:: Directions ::
(1) In the Hacker News thread on event-driven architecture, what event does the LoginService send when someone requests a password reset?
(2) Carry on writing the Hacker News thread about event-driven password-reset emails, starting right after its final line.

:: Document segment ::
Hacker News new | ask | show | jobs
by lutzh 1097 days ago
Thanks for your feedback! Delayed e-mail can have of course have many other reasons than the service supposed to send it being down. But let's go with your example. Let's say you have a LoginService, and a MessagingService, and if you request a password reset, the LoginService sends a ResetRequested event. Now if the MessagingService is down, you'd still get told to check your inbox, although the e-mail hasn't even been sent. That's a bad user experience. Agreed. Your suggested solution is to make the communication between LoginService and MessagingService not event driven. So if the MessagingService is down, you can "hard error". But how much better is the experience then, really? As a user, you request the reset, and after a few seconds (you're already annoyed and checking if your internet connection is down), you get an error message that you can't reset your password right now. I'd argue that option is equally unacceptable. What you need to do, is to make the MessagingService better. In an event driven system, each participating service makes a promise. The MessagingService must give service level guarantees, it must be built and scaled to be able to process all the events it's listening to. If it has an error, not you should get the error message - you are the last person able to do something about it - but someone who fixes it. If you want a better user experience, don't build unreliable services and then apologize for the inconvenience. Built better (more reliable, more scalable) software. In the end, that's what event-driven architecture is about.
1 comments

> Delayed e-mail can have of course have many other reasons than the service supposed to send it being down.

Of course. But I was presuming that your email service makes an API call to an email service provider rather than speaking SMTP itself. That API call has three possible cases:

- Ok: You're done, your ESP is responsible for SMTP retries. Maybe there's a webhook to re-enqueue something eventually after failures.

:: Recorded information ::

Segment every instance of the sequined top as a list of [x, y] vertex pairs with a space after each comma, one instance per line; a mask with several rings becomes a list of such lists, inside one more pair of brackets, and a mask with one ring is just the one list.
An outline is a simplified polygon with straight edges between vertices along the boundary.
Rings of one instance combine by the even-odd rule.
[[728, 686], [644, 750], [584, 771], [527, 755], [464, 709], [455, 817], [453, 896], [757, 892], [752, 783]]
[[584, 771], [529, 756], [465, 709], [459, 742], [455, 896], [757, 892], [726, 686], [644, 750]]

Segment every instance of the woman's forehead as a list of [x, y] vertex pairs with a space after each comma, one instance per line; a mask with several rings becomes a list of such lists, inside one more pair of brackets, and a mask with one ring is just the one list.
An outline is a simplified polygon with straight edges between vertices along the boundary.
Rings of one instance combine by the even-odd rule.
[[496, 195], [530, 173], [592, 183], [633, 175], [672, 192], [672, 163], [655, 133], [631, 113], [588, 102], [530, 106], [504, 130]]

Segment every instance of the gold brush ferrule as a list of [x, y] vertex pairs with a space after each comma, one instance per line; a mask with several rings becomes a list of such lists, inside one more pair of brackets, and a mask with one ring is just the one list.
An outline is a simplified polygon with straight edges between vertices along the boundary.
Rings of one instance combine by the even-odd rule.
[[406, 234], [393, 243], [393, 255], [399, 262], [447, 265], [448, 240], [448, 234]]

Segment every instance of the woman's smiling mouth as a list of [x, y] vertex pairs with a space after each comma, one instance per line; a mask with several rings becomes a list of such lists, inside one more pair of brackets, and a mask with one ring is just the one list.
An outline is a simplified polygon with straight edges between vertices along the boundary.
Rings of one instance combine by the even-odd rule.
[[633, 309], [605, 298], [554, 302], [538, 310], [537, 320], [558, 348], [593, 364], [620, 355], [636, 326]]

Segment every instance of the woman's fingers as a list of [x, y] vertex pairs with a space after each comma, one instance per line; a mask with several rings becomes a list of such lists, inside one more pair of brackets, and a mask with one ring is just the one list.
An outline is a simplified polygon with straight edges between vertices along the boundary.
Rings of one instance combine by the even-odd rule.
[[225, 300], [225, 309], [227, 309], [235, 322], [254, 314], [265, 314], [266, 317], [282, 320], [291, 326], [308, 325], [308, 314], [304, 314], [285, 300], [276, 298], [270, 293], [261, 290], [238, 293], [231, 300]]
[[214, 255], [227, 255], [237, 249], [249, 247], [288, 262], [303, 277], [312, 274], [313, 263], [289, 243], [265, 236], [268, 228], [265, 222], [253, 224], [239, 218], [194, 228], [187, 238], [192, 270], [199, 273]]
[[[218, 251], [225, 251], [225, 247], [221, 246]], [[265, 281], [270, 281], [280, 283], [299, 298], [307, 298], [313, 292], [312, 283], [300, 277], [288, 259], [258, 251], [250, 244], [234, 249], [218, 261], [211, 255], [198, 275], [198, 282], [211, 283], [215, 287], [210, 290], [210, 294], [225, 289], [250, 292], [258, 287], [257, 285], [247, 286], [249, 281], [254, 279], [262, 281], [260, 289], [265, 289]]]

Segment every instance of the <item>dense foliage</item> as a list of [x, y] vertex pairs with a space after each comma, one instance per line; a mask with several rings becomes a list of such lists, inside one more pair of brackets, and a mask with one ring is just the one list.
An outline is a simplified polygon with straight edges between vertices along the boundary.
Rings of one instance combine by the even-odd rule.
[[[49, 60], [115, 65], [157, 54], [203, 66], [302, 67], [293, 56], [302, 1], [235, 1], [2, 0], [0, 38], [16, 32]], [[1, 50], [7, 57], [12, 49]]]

:: Final answers ::
(1) A ResetRequested event.

(2)
- Transient error: You retry. But you probably don't want to wait that long and there's probably no point in interleaving attempts to send other emails through the same API. So you may as well "block" (as in yield to the async scheduler) while waiting to retry.

- Persistent error: Here's when I suggest hard failing up to the user.

> If it has an error, not you [the end user] should get the error message - you are the last person able to do something about it - but someone who fixes it.

In the post you replied to I walked through in detail how my experience would be noticably better if I got an error message.

> If you want a better user experience, don't build unreliable services and then apologize for the inconvenience. Built better (more reliable, more scalable) software.

I agree you should attempt to eliminate all failability. I disagree that if you think your software is perfect you don't need to write code that provides the least unpleasant user experience possible if an error happens. Email is an exceptional example: it is theoretically impossible to write a service that infallibly delivers email to {gmail,yahoo,outlook} within a short period of time.